[About this task] When you respond, restate each record exactly as it is given.

[Listed entries]
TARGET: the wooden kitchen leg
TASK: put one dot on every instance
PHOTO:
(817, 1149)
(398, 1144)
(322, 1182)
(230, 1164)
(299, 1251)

[Written solution]
TARGET: the wooden kitchen leg
TASK: put one dot on every instance
PHOTO:
(817, 1149)
(398, 1144)
(322, 1182)
(230, 1164)
(299, 1251)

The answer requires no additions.